Prompt: Without including any picture, transcribe the entries below word for word.

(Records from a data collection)
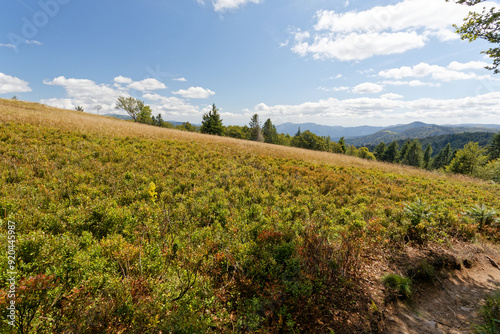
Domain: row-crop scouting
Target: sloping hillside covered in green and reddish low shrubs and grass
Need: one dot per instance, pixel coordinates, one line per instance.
(128, 228)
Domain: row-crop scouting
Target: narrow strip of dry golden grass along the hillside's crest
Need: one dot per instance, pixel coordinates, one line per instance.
(70, 120)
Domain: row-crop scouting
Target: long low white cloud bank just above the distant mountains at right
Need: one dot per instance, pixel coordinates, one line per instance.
(388, 108)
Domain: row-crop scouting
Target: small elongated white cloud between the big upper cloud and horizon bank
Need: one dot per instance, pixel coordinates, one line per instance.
(436, 72)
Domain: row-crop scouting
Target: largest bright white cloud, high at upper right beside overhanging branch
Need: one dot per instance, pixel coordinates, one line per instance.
(381, 30)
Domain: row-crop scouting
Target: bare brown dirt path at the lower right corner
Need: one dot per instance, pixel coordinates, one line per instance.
(450, 304)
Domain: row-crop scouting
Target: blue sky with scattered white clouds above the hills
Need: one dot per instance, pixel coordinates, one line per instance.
(346, 62)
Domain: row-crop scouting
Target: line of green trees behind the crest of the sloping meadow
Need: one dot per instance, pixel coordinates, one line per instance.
(472, 159)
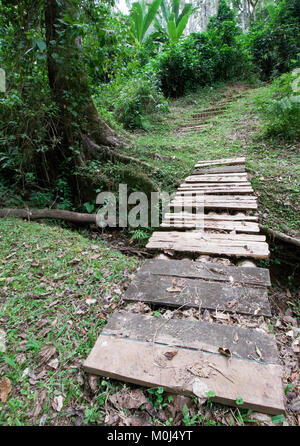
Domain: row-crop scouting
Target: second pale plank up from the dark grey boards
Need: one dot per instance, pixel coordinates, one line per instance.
(183, 222)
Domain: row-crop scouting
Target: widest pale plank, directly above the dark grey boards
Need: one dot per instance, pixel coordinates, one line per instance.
(190, 242)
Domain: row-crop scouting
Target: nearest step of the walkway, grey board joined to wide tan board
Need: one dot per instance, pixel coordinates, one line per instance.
(132, 348)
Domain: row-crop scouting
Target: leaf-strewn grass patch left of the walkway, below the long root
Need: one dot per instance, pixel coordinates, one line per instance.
(58, 288)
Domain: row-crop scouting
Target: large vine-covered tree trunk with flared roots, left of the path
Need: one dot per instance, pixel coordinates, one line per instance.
(79, 121)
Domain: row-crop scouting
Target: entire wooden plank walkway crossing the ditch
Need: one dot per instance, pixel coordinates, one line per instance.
(196, 356)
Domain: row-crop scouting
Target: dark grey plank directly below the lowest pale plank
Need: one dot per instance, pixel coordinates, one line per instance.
(209, 271)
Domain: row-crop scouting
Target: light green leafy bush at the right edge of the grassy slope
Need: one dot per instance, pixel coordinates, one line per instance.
(280, 107)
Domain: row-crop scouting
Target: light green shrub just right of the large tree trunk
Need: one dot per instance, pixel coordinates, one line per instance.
(132, 100)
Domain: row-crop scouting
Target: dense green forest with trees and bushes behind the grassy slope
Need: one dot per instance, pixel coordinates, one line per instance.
(81, 74)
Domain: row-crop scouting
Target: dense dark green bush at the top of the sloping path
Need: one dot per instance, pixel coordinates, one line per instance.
(203, 58)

Result:
Domain: row-crop scouting
Target: sloping hillside covered in green and reddish low shrubs and grass
Need: one dot per instance, pixel coordinates, one line per instance.
(128, 228)
Domain: row-crop scouting
Target: narrow strip of dry golden grass along the hillside's crest
Need: one dot per instance, pixel coordinates, one line per instance.
(70, 120)
Domain: row-crop scouting
Target: long low white cloud bank just above the distant mountains at right
Need: one dot per instance, pixel coordinates, one line per instance.
(388, 108)
Domain: row-crop scouting
Target: small elongated white cloud between the big upper cloud and horizon bank
Need: one dot per instance, pixel coordinates, one line per instance.
(436, 72)
Domain: row-crop scouting
Target: largest bright white cloud, high at upper right beside overhanging branch
Need: one dot per instance, pixel coordinates, one line per instance.
(381, 30)
Domain: row-crop scouting
Target: bare brown dirt path at the lower right corner
Need: one dot per instance, pixel coordinates, one line per instance.
(450, 304)
Domain: row-crop scouting
Target: blue sky with scattered white clouds above the hills
Need: one dot per instance, pixel coordinates, one line per instance.
(346, 62)
Domain: row-crop scouting
Target: line of green trees behind the crest of the sloping meadow
Need: one dot per instance, pixel coordinates, one line per instance.
(472, 159)
Domain: row-crop scouting
Target: second pale plank up from the dark grey boards
Need: one dot per instance, pixel coordinates, one line per instance.
(183, 222)
Domain: row-crop scouting
Target: widest pale plank, directly above the dark grey boards
Need: one dot per instance, pixel coordinates, one line per instance.
(190, 242)
Domain: row-crop scouting
Target: nearest step of the walkway, grey board joined to wide tan board
Need: one dot per instance, pixel coordinates, one line per instance.
(132, 348)
Domain: row-crop scouting
Target: leaf-strewn grass patch left of the walkway, below the long root
Need: one dot per instance, pixel coordinates, one line per instance.
(58, 288)
Domain: row-crop scouting
Target: large vine-covered tree trunk with flared roots, left of the path
Need: one dot per instance, pixel coordinates, one line per instance.
(79, 121)
Domain: row-crop scouting
Target: entire wooden plank walkway crossing the ditch
Need: one dot per instance, pixel coordinates, one line per instance.
(196, 356)
Domain: row-crop scouting
Target: dark grey plank directly below the lowest pale plank
Need: one dot per instance, pixel coordinates, one line per instance.
(209, 271)
Domain: row-crop scouting
Target: light green leafy bush at the right edge of the grassy slope
Need: one dot per instance, pixel coordinates, one line per instance.
(280, 107)
Domain: row-crop scouting
Target: light green shrub just right of the large tree trunk
Need: one dot per instance, pixel coordinates, one line per instance.
(132, 100)
Domain: row-crop scouting
Target: dense green forest with trees and bushes behind the grassy slope
Need: one dot per instance, pixel coordinates, one line per instance.
(81, 74)
Domain: row-crop scouting
Target: dense dark green bush at the top of the sloping path
Need: one dot per instance, pixel coordinates, one line per instance.
(203, 58)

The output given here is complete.